[Records excerpted from a collection]
-- begin --

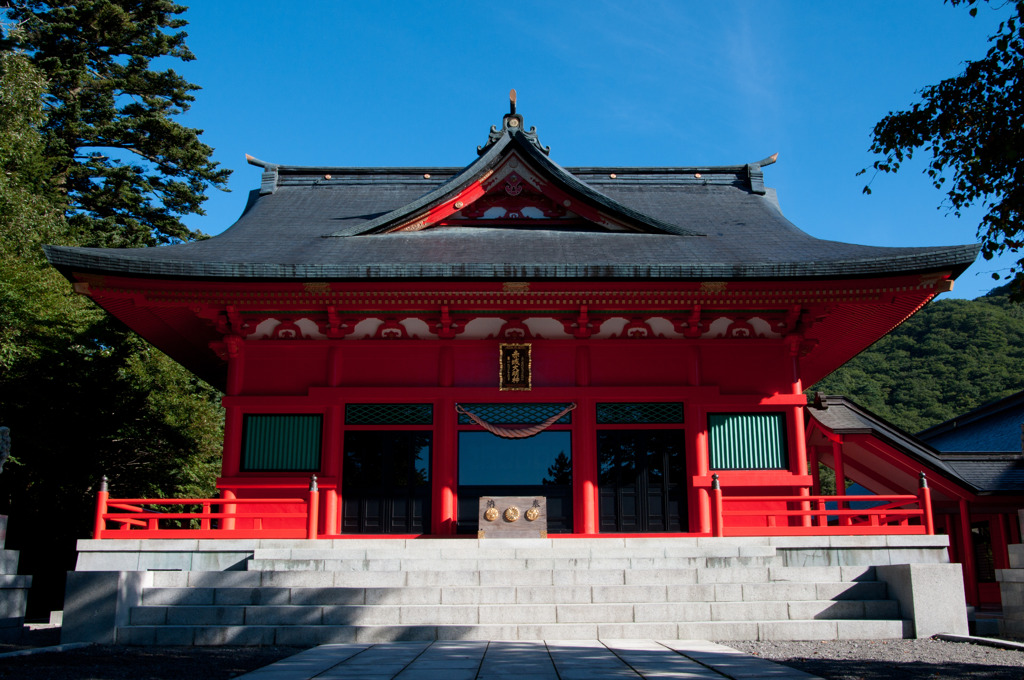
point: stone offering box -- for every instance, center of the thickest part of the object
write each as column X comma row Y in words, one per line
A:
column 513, row 517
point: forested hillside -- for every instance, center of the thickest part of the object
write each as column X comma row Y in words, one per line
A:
column 949, row 357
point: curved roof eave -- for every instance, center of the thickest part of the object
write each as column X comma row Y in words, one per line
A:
column 135, row 262
column 488, row 159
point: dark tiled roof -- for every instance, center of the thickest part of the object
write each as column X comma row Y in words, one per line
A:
column 989, row 472
column 994, row 426
column 980, row 472
column 700, row 223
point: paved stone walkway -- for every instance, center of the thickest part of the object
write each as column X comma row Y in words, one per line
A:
column 563, row 660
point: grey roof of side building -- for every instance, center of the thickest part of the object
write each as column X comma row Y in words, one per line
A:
column 700, row 223
column 991, row 427
column 983, row 473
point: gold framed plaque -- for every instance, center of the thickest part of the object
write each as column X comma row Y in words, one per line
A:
column 514, row 367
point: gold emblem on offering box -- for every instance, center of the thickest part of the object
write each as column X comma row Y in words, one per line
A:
column 514, row 370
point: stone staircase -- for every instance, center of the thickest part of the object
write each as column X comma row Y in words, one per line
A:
column 304, row 593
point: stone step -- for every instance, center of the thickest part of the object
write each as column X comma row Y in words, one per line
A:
column 310, row 635
column 431, row 550
column 734, row 576
column 337, row 563
column 783, row 591
column 419, row 614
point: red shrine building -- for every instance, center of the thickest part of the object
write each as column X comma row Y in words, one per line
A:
column 621, row 341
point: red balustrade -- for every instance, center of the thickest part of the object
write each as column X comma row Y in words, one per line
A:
column 217, row 518
column 891, row 514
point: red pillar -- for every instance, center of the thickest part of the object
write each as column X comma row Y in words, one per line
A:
column 332, row 466
column 967, row 555
column 696, row 428
column 800, row 447
column 231, row 457
column 585, row 489
column 840, row 479
column 445, row 471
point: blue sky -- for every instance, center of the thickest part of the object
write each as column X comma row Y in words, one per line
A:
column 605, row 83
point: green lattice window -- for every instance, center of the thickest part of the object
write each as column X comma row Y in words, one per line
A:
column 515, row 414
column 282, row 441
column 625, row 413
column 747, row 441
column 389, row 414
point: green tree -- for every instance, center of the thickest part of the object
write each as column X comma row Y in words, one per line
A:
column 972, row 126
column 128, row 169
column 84, row 397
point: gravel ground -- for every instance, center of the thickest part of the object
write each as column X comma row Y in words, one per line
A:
column 112, row 663
column 853, row 660
column 883, row 660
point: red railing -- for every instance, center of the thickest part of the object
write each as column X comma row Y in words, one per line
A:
column 894, row 514
column 217, row 518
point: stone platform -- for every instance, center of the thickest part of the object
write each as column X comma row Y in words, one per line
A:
column 13, row 588
column 365, row 591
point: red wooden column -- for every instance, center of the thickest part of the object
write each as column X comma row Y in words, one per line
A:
column 967, row 554
column 840, row 478
column 231, row 457
column 333, row 465
column 444, row 474
column 586, row 495
column 800, row 445
column 696, row 434
column 585, row 487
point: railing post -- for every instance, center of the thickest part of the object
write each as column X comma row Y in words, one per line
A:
column 716, row 498
column 228, row 523
column 925, row 494
column 312, row 516
column 100, row 523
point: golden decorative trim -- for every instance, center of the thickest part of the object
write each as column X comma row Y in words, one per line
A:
column 515, row 367
column 515, row 287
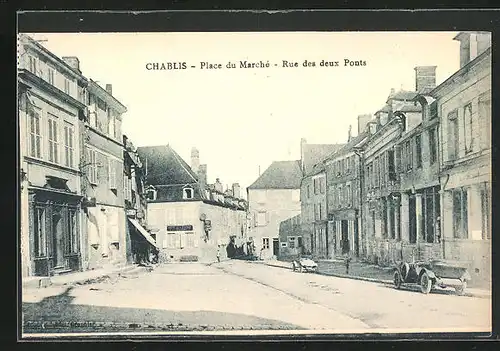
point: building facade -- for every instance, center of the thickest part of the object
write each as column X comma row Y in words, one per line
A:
column 51, row 111
column 141, row 243
column 191, row 220
column 102, row 179
column 290, row 235
column 343, row 174
column 273, row 198
column 464, row 112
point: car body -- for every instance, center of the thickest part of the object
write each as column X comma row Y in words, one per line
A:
column 304, row 264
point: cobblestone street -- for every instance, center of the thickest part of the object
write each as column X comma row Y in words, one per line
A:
column 236, row 295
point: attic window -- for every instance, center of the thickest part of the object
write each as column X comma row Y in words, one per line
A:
column 187, row 193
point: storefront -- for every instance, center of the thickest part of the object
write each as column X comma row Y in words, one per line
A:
column 54, row 231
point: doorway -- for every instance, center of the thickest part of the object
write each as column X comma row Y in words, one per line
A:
column 344, row 230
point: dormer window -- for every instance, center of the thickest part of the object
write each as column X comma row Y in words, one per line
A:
column 187, row 193
column 151, row 193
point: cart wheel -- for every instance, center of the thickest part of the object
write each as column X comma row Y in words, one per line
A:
column 425, row 283
column 461, row 289
column 397, row 280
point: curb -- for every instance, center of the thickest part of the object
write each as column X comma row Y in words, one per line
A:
column 373, row 280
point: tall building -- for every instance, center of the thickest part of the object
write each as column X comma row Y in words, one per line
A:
column 102, row 178
column 191, row 220
column 51, row 112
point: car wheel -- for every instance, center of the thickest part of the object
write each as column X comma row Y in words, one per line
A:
column 425, row 283
column 460, row 290
column 397, row 280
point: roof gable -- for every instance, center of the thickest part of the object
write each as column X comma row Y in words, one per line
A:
column 165, row 167
column 280, row 175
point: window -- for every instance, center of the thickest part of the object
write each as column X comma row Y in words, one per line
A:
column 261, row 218
column 460, row 215
column 68, row 145
column 265, row 243
column 485, row 211
column 453, row 136
column 126, row 187
column 35, row 135
column 72, row 246
column 391, row 167
column 187, row 193
column 432, row 146
column 39, row 226
column 32, row 64
column 53, row 139
column 485, row 120
column 112, row 174
column 50, row 75
column 322, row 185
column 418, row 150
column 67, row 86
column 111, row 123
column 348, row 194
column 468, row 128
column 92, row 166
column 190, row 239
column 151, row 194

-- end --

**REQUEST:** Can you give all of the items above again with every "thickest" replaced by "widest" and everything else unchanged? Leave the pictures out of your answer.

**COMPLETED TASK:**
point: stone offering box -- for every instance, center of the widest part of the object
write each as column X comma row Y in words, one per line
A:
column 513, row 517
point: forested hillside -- for every instance, center of the widest part of the object
write each as column X comma row Y in words, one per line
A:
column 949, row 357
point: curved roof eave -- for every instance, center of the widest part of the object
write each as column X comma row Y in words, one per line
A:
column 135, row 262
column 488, row 159
point: dark tiled roof -- for every instance, center of the widest part of the object
write each as column X comma row Y in words, one per line
A:
column 989, row 472
column 994, row 426
column 980, row 472
column 700, row 223
point: paved stone walkway -- for every instance, center of the widest part of the object
write each as column X comma row Y in words, one per line
A:
column 563, row 660
point: grey roof of side building -- for every instance, center of the widest part of the object
write each as column X comma row Y in words, one per line
A:
column 700, row 223
column 991, row 427
column 983, row 473
point: gold framed plaque -- for every instance, center of the widest part of the object
write each as column X comma row Y in words, one per line
A:
column 514, row 367
point: gold emblem on offering box -- for every instance, center of the widest part of the object
write each as column X comma row Y in words, one per line
A:
column 514, row 370
point: stone staircase -- for every instance, center of the widest part of the object
write each as column X comma row Y in words, one per line
A:
column 304, row 593
point: stone step -- for every instance, center of the widest part of the object
write each as column X comma row Y in words, one per line
A:
column 310, row 635
column 431, row 550
column 734, row 576
column 337, row 563
column 783, row 591
column 419, row 614
point: red shrine building -- for every instance, center of the widest part of the object
write each as column X comma row Y in words, one per line
A:
column 621, row 341
point: red balustrade -- for every instance, center of the widest part of the object
write each as column X comma row Y in words, one per line
A:
column 217, row 518
column 891, row 514
point: red pillar -- for every instance, center of the widest part of the object
write each as column X comma row Y in words, one per line
A:
column 332, row 466
column 967, row 555
column 696, row 428
column 800, row 447
column 231, row 457
column 585, row 489
column 840, row 479
column 445, row 471
point: blue sky -- for every instance, center of the widest part of the object
write each as column X comma row Y in words, one per line
A:
column 605, row 83
point: green lattice window -- for every instance, center of the widest part of the object
write each as column X comma row Y in words, one per line
A:
column 515, row 414
column 282, row 441
column 625, row 413
column 747, row 441
column 389, row 414
point: green tree -- for every instance, center of the widest part of the object
write each as column X comma row Y in words, one per line
A:
column 972, row 126
column 128, row 169
column 84, row 397
point: gravel ground -- for every instance, center of the widest part of the object
write each as column X comma row Y in words, one per line
A:
column 112, row 663
column 853, row 660
column 883, row 660
point: red railing -- for every instance, center of the widest part of the object
write each as column X comma row Y in words, one per line
A:
column 894, row 514
column 217, row 518
point: stone platform -- for every instance, center of the widest part of the object
write each as column X comma row Y in words, one per line
A:
column 13, row 588
column 365, row 591
point: red wooden column -- for every instance, center of the widest part of the object
write each as column X comma row Y in words, one per line
A:
column 967, row 554
column 840, row 478
column 231, row 457
column 333, row 465
column 444, row 474
column 586, row 495
column 800, row 445
column 696, row 434
column 585, row 487
point: railing post -- for every instance, center of the widest part of the object
write each as column X comma row Y in words, one per line
A:
column 716, row 498
column 228, row 523
column 925, row 494
column 312, row 516
column 100, row 523
point: golden decorative trim -- for every instance, center of the widest part of the object
write each as column X comma row Y in words, one per line
A:
column 515, row 367
column 515, row 287
point: building facade -- for every instance, center of the widest part of the object
write each as column X comma row Y in words, one per line
A:
column 51, row 111
column 141, row 243
column 191, row 220
column 102, row 179
column 290, row 235
column 343, row 174
column 273, row 198
column 464, row 112
point: car body -- for every instance, center of the widest part of the object
write each as column X comma row Y in words, one per line
A:
column 304, row 264
point: cobblestone street -- for every instance, center of the widest part of the object
write each as column X comma row Y in words, one per line
A:
column 236, row 295
point: attic window -- for every instance, center of the widest part of the object
write each as column X comma row Y in words, one per line
A:
column 187, row 193
point: storefront -- for every instance, center of the widest part of the object
write each as column X comma row Y in words, one per line
A:
column 54, row 231
point: doorway -- for every instance, center of the widest part of the object
write each as column X comma row Y in words, one per line
A:
column 344, row 230
point: dormer window -- for every instance, center of the widest part of the object
write each as column X comma row Y in words, one per line
A:
column 187, row 193
column 151, row 193
point: cart wheel -- for every instance, center of the widest part of the object
write each as column X comma row Y in words, one per line
A:
column 425, row 283
column 461, row 289
column 397, row 280
point: curb -- for every instance, center of the widest part of the object
write each as column X comma row Y in words, one per line
A:
column 373, row 280
point: tall building -- for every instance, center of the widest part of the object
write each as column X comma row Y in words, one per line
A:
column 102, row 178
column 191, row 220
column 51, row 112
point: car wheel -- for every instance, center of the widest part of the object
write each as column X comma row Y in words, one per line
A:
column 425, row 283
column 460, row 290
column 397, row 280
point: roof gable -- for every instance, center of the widest part of the object
write each as column X comma row Y in words, one per line
A:
column 165, row 167
column 280, row 175
point: window -- for every instance, center of the widest part of the object
write each as column X comma row Y in words, one per line
A:
column 261, row 218
column 460, row 215
column 68, row 145
column 265, row 243
column 485, row 211
column 453, row 136
column 126, row 187
column 35, row 135
column 72, row 246
column 391, row 167
column 187, row 193
column 432, row 146
column 39, row 226
column 32, row 64
column 53, row 139
column 485, row 120
column 112, row 174
column 50, row 75
column 322, row 185
column 418, row 150
column 67, row 86
column 111, row 123
column 348, row 194
column 468, row 128
column 92, row 166
column 190, row 239
column 151, row 194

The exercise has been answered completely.